◆ **CONSIGNE A**
Résumez en deux phrases le passage sur le Renvoi sur la sécession.

◆ **EXTRAIT CITÉ**
----

Une Constitution permanente du Québec souverain pourrait ensuite être adoptée dans les années qui suivront la mise en place du nouvel État conformément à un processus élargi et approfondi. Une telle démarche ne semble pas être au goût du jour et présente donc un intérêt limité à court terme.
La voie ouverte par le Renvoi sur la sécession
Entre ces deux pôles se trouve la voie du milieu. Cette voie reposerait sur une vision plus dynamique de la légalité canadienne. Elle proposerait une remise en question de certains aspects de la Constitution canadienne au moyen de la Constitution du Québec en s’appuyant sur la souveraineté populaire sur des questions susceptibles de faire consensus au Québec. C’est la voie ouverte par la Cour suprême du Canada dans le Renvoi sur la sécession du Québec il y dix ans, qui est demeurée inexploitée.
Le Renvoi sur la sécession a une portée plus large que la Loi sur la Clarté, qui en a donné une lecture réductrice qui a été largement acceptée par les médias et qui n’a pas été contrée par les milieux politiques québécois.
Pourtant, le Renvoi admet pour la première fois en droit canadien que la souveraineté populaire peut être la source d’une légalité nouvelle et peut s’imposer aux divers gouvernements et législateurs. Le Renvoi s’applique à toute modification de la Constitution canadienne qui est appuyée par la majorité des Québécois. La Loi sur la Clarté ne s’applique qu’à un référendum sur la souveraineté.
Un référendum qui exprimerait clairement la volonté du peuple québécois favorable à toute modification de la Constitution canadienne entraînerait l’application de l’obligation légale de négocier un amendement constitutionnel allant dans le sens de cette volonté.
Une République du Québec…
Ainsi, un référendum québécois qui approuverait un projet de Constitution du Québec contenant une remise en question de certains aspects de la Constitution canadienne déclencherait l’obligation de négocier en droit canadien qui a été créée par la Cour suprême dans le Renvoi. Il en serait ainsi, par exemple, de la proposition de créer une République du Québec.

----

◆ **DONNÉES**
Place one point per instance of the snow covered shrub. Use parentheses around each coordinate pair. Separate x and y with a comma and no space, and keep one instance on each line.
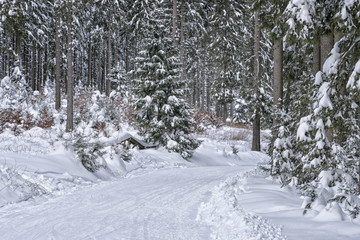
(206,120)
(14,187)
(97,119)
(20,110)
(89,153)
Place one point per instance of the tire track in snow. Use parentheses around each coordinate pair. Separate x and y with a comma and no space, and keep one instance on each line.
(160,205)
(228,220)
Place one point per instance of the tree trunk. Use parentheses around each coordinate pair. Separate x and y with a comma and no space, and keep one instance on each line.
(278,73)
(108,68)
(182,41)
(256,123)
(70,101)
(175,19)
(45,64)
(33,66)
(57,66)
(316,57)
(327,43)
(39,70)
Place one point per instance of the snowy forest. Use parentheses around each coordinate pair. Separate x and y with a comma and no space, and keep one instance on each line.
(83,72)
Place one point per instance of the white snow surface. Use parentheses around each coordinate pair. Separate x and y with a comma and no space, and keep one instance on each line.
(215,195)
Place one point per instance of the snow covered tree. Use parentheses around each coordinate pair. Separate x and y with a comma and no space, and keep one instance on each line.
(161,111)
(327,151)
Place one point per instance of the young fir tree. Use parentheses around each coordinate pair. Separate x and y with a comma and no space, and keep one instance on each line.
(162,114)
(328,136)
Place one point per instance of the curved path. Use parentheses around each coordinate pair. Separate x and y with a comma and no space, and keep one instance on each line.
(162,204)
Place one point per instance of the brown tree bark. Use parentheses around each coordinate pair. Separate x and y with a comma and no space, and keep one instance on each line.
(70,87)
(108,67)
(33,66)
(174,22)
(57,64)
(256,124)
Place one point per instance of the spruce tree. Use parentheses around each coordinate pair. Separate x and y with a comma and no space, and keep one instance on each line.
(161,111)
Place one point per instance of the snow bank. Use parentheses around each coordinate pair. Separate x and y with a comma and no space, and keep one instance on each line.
(228,220)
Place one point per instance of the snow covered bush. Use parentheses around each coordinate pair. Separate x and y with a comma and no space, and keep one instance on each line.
(19,109)
(161,111)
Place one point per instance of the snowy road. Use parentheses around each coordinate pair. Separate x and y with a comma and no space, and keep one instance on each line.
(162,204)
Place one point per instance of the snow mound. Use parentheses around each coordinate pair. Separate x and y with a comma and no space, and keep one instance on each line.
(228,220)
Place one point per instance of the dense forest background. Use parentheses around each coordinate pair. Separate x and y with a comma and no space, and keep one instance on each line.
(291,65)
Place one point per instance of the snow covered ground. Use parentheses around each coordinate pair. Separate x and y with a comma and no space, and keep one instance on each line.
(46,194)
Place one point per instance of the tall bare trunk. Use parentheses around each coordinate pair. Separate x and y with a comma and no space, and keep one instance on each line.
(327,43)
(57,66)
(39,70)
(256,123)
(108,68)
(316,57)
(278,73)
(182,41)
(175,19)
(33,66)
(70,87)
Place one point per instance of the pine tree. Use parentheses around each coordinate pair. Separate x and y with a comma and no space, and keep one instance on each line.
(162,114)
(328,135)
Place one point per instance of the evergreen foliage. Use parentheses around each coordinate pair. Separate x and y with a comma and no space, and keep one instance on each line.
(162,114)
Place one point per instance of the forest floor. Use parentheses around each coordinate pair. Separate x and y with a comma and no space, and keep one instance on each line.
(46,194)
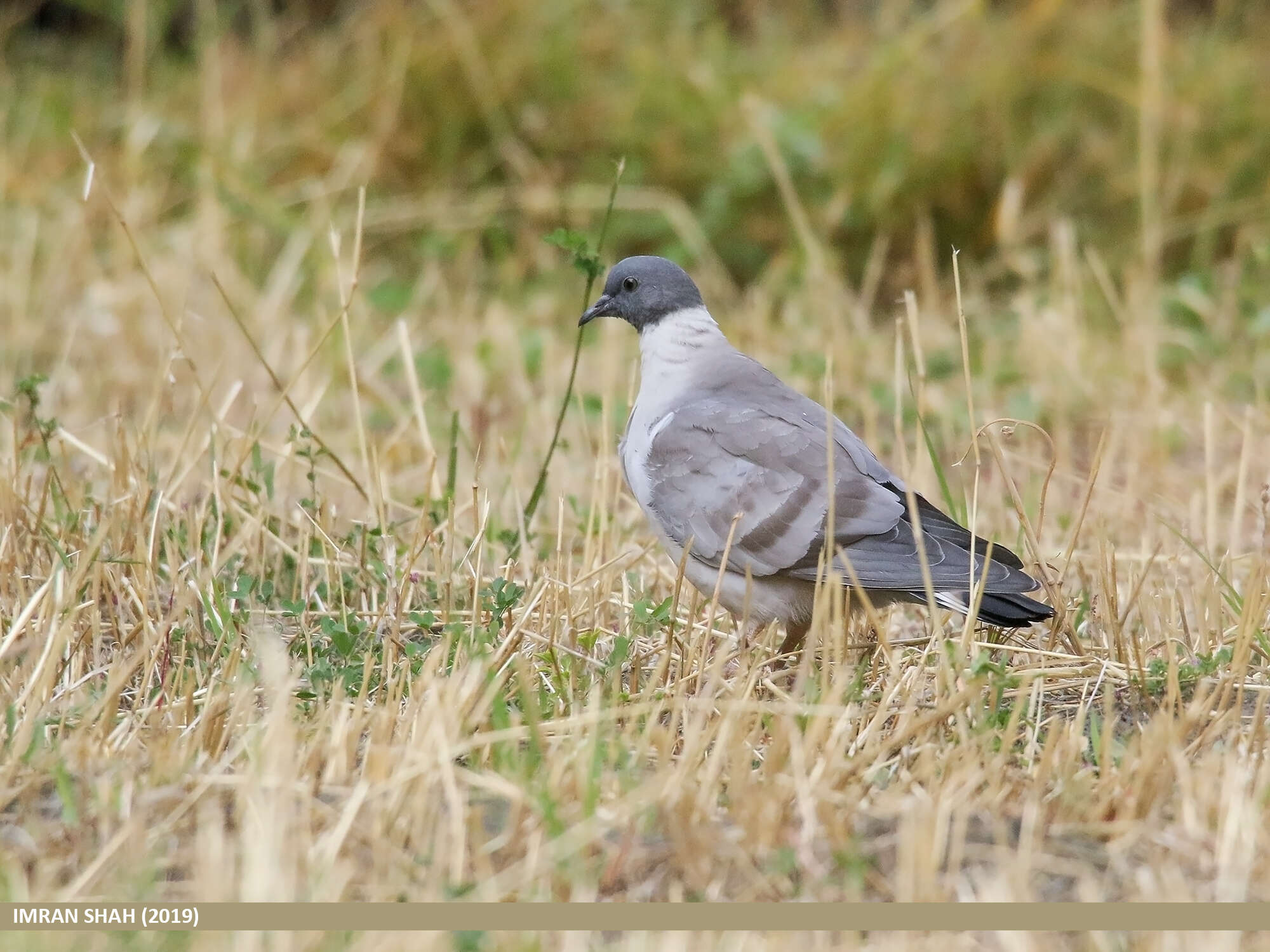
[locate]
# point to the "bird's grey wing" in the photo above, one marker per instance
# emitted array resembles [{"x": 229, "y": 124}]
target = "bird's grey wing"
[{"x": 717, "y": 459}]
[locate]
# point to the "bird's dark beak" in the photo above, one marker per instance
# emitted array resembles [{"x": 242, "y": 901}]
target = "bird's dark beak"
[{"x": 604, "y": 308}]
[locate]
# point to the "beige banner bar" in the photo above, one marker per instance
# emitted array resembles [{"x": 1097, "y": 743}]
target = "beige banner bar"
[{"x": 628, "y": 917}]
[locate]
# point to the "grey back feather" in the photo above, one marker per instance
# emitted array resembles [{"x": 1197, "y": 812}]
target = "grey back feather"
[{"x": 745, "y": 444}]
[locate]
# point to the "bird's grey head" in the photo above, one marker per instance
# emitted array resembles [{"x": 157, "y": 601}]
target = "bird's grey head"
[{"x": 642, "y": 291}]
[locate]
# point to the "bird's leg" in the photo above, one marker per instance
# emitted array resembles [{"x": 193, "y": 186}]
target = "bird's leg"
[
  {"x": 749, "y": 633},
  {"x": 794, "y": 635}
]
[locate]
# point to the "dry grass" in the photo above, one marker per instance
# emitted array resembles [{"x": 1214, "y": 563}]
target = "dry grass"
[{"x": 241, "y": 659}]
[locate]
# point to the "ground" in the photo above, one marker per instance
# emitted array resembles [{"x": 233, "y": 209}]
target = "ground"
[{"x": 276, "y": 624}]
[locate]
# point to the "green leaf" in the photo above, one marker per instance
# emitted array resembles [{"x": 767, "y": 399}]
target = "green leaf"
[{"x": 580, "y": 248}]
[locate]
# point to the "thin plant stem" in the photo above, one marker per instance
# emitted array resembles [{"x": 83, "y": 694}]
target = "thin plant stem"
[{"x": 542, "y": 483}]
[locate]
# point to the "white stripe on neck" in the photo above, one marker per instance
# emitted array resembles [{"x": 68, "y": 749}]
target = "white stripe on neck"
[{"x": 676, "y": 341}]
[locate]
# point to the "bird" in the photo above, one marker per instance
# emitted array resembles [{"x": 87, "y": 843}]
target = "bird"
[{"x": 728, "y": 463}]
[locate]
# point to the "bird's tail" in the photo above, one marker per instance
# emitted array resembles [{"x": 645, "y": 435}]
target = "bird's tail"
[{"x": 1005, "y": 611}]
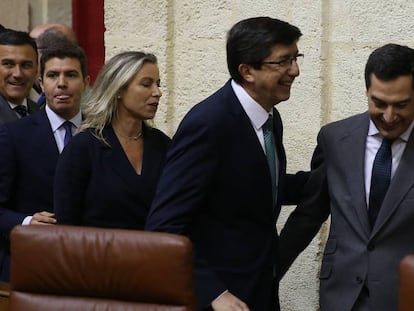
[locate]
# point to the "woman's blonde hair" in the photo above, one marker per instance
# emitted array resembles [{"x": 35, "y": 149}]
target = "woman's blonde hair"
[{"x": 113, "y": 78}]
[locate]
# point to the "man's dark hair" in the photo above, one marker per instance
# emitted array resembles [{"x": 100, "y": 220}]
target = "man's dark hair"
[
  {"x": 15, "y": 37},
  {"x": 390, "y": 62},
  {"x": 64, "y": 50},
  {"x": 50, "y": 38},
  {"x": 251, "y": 40}
]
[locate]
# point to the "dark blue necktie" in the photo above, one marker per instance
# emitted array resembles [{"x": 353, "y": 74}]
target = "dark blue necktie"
[
  {"x": 269, "y": 142},
  {"x": 21, "y": 110},
  {"x": 67, "y": 125},
  {"x": 380, "y": 179}
]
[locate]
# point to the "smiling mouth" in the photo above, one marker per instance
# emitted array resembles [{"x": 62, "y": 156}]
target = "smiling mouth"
[
  {"x": 17, "y": 84},
  {"x": 62, "y": 97}
]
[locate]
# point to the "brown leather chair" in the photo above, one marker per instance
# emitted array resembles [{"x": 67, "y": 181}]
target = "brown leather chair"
[
  {"x": 407, "y": 283},
  {"x": 69, "y": 268}
]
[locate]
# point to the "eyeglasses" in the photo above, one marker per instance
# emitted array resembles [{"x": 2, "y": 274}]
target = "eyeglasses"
[{"x": 287, "y": 62}]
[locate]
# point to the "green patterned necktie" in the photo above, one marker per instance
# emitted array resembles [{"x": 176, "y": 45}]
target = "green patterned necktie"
[{"x": 269, "y": 142}]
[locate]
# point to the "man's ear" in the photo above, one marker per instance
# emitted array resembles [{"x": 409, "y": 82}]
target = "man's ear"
[
  {"x": 247, "y": 72},
  {"x": 87, "y": 81},
  {"x": 39, "y": 79}
]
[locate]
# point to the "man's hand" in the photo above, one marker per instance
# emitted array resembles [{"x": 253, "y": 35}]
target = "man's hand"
[
  {"x": 228, "y": 302},
  {"x": 43, "y": 218}
]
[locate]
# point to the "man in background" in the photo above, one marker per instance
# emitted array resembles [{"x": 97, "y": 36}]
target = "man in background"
[
  {"x": 30, "y": 147},
  {"x": 18, "y": 70},
  {"x": 48, "y": 36}
]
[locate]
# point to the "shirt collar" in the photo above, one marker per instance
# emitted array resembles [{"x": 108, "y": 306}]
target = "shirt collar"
[
  {"x": 256, "y": 113},
  {"x": 56, "y": 121},
  {"x": 373, "y": 131}
]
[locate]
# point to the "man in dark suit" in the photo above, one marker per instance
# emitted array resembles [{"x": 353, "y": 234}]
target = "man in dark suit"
[
  {"x": 225, "y": 175},
  {"x": 363, "y": 169},
  {"x": 18, "y": 69},
  {"x": 47, "y": 36},
  {"x": 30, "y": 147}
]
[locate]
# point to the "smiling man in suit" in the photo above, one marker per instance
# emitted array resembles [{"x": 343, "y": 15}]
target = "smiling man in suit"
[
  {"x": 364, "y": 168},
  {"x": 18, "y": 69},
  {"x": 225, "y": 174},
  {"x": 30, "y": 147}
]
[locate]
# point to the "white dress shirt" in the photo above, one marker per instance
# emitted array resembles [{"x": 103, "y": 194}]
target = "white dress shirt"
[{"x": 373, "y": 143}]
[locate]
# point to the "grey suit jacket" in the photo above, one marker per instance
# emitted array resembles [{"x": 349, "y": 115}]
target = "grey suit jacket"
[
  {"x": 355, "y": 256},
  {"x": 9, "y": 115}
]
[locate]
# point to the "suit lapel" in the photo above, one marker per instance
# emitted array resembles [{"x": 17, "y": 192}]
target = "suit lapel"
[
  {"x": 42, "y": 131},
  {"x": 352, "y": 153},
  {"x": 6, "y": 113},
  {"x": 401, "y": 183}
]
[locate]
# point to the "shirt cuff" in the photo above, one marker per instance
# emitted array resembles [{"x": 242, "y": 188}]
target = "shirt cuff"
[{"x": 27, "y": 220}]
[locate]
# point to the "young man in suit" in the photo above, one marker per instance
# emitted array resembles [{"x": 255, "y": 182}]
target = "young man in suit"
[
  {"x": 363, "y": 169},
  {"x": 225, "y": 174},
  {"x": 30, "y": 147},
  {"x": 18, "y": 69},
  {"x": 47, "y": 36}
]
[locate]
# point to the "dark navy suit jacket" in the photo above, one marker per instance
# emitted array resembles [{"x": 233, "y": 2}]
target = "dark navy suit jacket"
[
  {"x": 95, "y": 184},
  {"x": 9, "y": 115},
  {"x": 216, "y": 188},
  {"x": 28, "y": 156}
]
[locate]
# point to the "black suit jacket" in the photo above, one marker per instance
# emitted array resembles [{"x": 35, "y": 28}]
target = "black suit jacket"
[
  {"x": 27, "y": 164},
  {"x": 216, "y": 188},
  {"x": 9, "y": 115},
  {"x": 95, "y": 184}
]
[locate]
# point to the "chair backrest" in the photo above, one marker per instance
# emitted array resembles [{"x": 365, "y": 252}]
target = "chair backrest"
[
  {"x": 69, "y": 268},
  {"x": 406, "y": 302}
]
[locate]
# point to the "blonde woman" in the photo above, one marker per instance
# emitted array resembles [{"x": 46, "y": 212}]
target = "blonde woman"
[{"x": 106, "y": 175}]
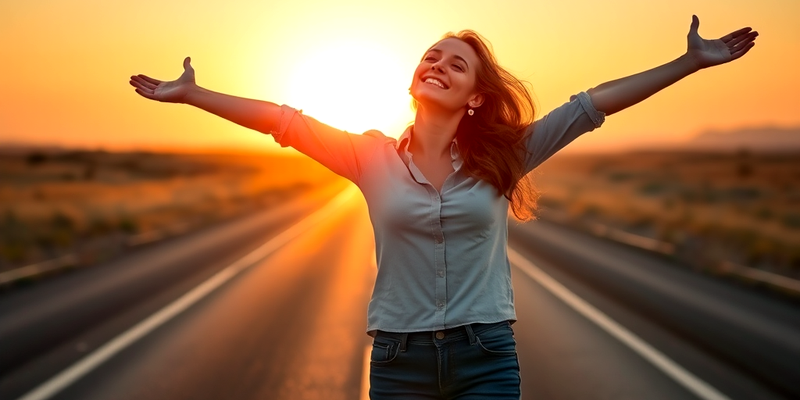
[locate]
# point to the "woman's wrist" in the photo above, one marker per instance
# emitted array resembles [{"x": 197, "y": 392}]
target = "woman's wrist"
[
  {"x": 193, "y": 92},
  {"x": 688, "y": 63}
]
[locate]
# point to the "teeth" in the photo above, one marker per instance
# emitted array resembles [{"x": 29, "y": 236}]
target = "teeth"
[{"x": 435, "y": 82}]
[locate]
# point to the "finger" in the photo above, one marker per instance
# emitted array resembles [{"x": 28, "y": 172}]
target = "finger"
[
  {"x": 742, "y": 39},
  {"x": 735, "y": 33},
  {"x": 149, "y": 79},
  {"x": 140, "y": 86},
  {"x": 145, "y": 94},
  {"x": 742, "y": 51},
  {"x": 143, "y": 82}
]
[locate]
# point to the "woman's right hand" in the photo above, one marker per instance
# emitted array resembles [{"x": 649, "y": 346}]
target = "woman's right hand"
[{"x": 168, "y": 92}]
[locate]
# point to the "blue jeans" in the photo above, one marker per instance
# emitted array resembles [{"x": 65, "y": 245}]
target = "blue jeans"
[{"x": 477, "y": 361}]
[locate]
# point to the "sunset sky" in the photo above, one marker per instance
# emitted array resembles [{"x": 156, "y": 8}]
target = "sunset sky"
[{"x": 65, "y": 65}]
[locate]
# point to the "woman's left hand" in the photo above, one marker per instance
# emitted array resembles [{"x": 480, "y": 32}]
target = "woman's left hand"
[{"x": 708, "y": 53}]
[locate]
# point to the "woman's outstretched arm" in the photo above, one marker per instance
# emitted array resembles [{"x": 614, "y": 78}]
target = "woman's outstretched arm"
[
  {"x": 619, "y": 94},
  {"x": 260, "y": 115}
]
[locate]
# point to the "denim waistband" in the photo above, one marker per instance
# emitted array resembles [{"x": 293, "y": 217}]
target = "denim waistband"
[{"x": 451, "y": 334}]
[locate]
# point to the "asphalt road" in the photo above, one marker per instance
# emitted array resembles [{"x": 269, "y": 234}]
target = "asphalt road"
[{"x": 290, "y": 324}]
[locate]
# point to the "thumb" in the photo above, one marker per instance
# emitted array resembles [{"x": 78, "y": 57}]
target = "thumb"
[
  {"x": 695, "y": 24},
  {"x": 187, "y": 64}
]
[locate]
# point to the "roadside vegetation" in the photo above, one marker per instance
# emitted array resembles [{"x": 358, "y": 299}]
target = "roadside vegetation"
[
  {"x": 739, "y": 207},
  {"x": 93, "y": 203}
]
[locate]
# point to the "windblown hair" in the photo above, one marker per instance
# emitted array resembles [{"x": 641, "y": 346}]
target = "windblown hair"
[{"x": 492, "y": 141}]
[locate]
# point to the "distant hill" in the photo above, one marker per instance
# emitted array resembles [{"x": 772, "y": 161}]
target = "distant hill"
[{"x": 757, "y": 139}]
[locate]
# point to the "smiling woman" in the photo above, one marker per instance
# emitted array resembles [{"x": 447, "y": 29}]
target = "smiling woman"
[
  {"x": 439, "y": 195},
  {"x": 352, "y": 85}
]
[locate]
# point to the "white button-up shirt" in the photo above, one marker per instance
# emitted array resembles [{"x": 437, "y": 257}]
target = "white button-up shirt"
[{"x": 441, "y": 257}]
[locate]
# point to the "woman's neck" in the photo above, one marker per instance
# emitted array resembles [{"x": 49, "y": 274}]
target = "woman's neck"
[{"x": 433, "y": 133}]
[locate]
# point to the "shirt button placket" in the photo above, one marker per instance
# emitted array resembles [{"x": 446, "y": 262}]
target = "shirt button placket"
[{"x": 440, "y": 264}]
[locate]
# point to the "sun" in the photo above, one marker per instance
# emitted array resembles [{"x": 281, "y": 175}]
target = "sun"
[{"x": 352, "y": 85}]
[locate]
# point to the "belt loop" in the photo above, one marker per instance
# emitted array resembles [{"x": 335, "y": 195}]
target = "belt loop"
[
  {"x": 470, "y": 334},
  {"x": 403, "y": 341}
]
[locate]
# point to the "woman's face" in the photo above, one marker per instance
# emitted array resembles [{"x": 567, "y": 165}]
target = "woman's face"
[{"x": 445, "y": 77}]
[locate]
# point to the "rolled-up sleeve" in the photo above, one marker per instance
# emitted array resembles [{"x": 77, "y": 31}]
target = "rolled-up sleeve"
[
  {"x": 342, "y": 152},
  {"x": 558, "y": 128}
]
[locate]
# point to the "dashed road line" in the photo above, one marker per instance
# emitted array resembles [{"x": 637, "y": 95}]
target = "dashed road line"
[
  {"x": 680, "y": 375},
  {"x": 91, "y": 361}
]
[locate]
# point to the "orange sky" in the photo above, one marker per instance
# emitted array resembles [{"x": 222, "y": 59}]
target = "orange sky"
[{"x": 65, "y": 65}]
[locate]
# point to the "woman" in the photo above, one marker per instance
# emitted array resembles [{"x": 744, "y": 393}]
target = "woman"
[{"x": 438, "y": 197}]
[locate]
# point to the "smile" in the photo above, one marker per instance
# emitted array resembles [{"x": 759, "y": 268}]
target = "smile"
[{"x": 434, "y": 81}]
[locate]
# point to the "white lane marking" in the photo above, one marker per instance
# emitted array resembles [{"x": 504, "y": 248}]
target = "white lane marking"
[
  {"x": 659, "y": 360},
  {"x": 365, "y": 374},
  {"x": 125, "y": 339}
]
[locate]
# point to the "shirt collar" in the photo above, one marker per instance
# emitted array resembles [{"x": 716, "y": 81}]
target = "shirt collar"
[{"x": 405, "y": 139}]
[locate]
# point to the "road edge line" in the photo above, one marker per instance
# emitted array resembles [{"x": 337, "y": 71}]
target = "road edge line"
[
  {"x": 92, "y": 360},
  {"x": 672, "y": 369}
]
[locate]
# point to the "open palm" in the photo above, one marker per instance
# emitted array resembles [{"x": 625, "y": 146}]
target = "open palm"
[
  {"x": 166, "y": 91},
  {"x": 708, "y": 53}
]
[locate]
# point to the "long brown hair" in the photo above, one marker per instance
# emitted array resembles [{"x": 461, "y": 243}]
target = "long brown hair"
[{"x": 492, "y": 140}]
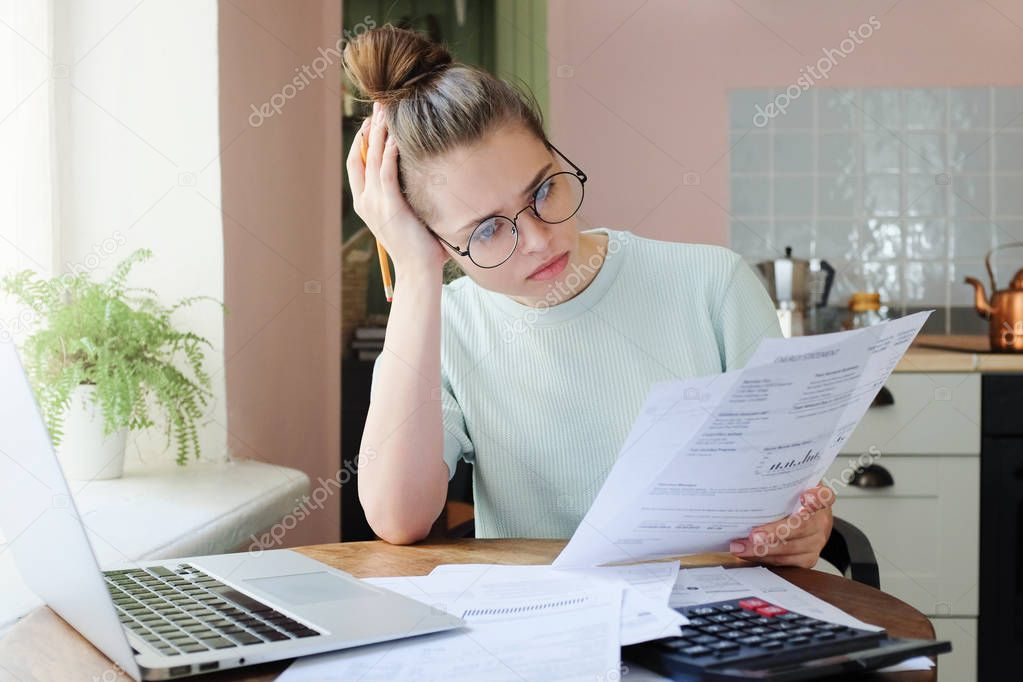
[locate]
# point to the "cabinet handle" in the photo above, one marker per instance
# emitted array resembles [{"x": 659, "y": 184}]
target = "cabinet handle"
[
  {"x": 872, "y": 475},
  {"x": 883, "y": 399}
]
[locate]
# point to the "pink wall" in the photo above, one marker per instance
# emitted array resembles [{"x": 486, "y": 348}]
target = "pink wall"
[
  {"x": 641, "y": 96},
  {"x": 281, "y": 201}
]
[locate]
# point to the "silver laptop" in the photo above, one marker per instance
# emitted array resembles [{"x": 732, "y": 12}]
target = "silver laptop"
[{"x": 169, "y": 619}]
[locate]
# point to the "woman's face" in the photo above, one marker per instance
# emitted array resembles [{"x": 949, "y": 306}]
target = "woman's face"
[{"x": 498, "y": 177}]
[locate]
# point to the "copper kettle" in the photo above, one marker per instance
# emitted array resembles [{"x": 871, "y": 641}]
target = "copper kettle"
[{"x": 1005, "y": 311}]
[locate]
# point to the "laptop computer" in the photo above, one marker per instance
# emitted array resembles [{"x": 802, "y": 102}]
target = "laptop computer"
[{"x": 169, "y": 619}]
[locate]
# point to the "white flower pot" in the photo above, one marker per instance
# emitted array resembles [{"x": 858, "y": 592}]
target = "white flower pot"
[{"x": 84, "y": 452}]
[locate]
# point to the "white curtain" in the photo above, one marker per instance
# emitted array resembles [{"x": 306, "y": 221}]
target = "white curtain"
[
  {"x": 109, "y": 141},
  {"x": 28, "y": 177}
]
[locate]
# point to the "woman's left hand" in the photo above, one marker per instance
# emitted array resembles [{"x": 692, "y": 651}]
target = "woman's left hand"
[{"x": 795, "y": 540}]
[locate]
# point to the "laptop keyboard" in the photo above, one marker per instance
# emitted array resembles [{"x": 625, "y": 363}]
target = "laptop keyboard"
[{"x": 185, "y": 610}]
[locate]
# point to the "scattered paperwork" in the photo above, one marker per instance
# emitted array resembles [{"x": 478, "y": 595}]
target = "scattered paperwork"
[
  {"x": 514, "y": 632},
  {"x": 646, "y": 615}
]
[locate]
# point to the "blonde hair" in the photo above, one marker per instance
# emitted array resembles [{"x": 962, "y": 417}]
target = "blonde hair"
[{"x": 434, "y": 104}]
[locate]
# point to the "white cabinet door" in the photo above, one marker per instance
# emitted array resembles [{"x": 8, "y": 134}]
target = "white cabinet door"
[
  {"x": 933, "y": 414},
  {"x": 924, "y": 529},
  {"x": 961, "y": 664}
]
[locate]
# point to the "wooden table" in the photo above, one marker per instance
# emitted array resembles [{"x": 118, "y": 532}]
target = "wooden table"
[{"x": 42, "y": 646}]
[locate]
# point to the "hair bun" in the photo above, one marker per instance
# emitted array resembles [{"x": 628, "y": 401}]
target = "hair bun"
[{"x": 386, "y": 62}]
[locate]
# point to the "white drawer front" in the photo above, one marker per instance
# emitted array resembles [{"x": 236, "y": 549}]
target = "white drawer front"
[
  {"x": 933, "y": 414},
  {"x": 961, "y": 664},
  {"x": 924, "y": 529}
]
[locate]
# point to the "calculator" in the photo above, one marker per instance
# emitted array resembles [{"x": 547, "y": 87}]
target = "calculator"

----

◆ **CONSIGNE B**
Dénombrez les lignes des entrées qui contiennent le mot « young ». Donnez uniquement ce nombre.

◆ **CORRIGÉ A**
Le passage décrit une voie du milieu, ouverte par la Cour suprême du Canada dans le Renvoi sur la sécession du Québec et restée inexploitée, qui remettrait en question certains aspects de la Constitution canadienne au moyen de la Constitution du Québec en s'appuyant sur la souveraineté populaire. Le Renvoi, de portée plus large que la Loi sur la Clarté, s'applique à toute modification de la Constitution canadienne appuyée par la majorité des Québécois, de sorte qu'un référendum approuvant un projet de Constitution du Québec, par exemple la proposition de créer une République du Québec, déclencherait l'obligation de négocier.

◆ **CORRIGÉ B**
3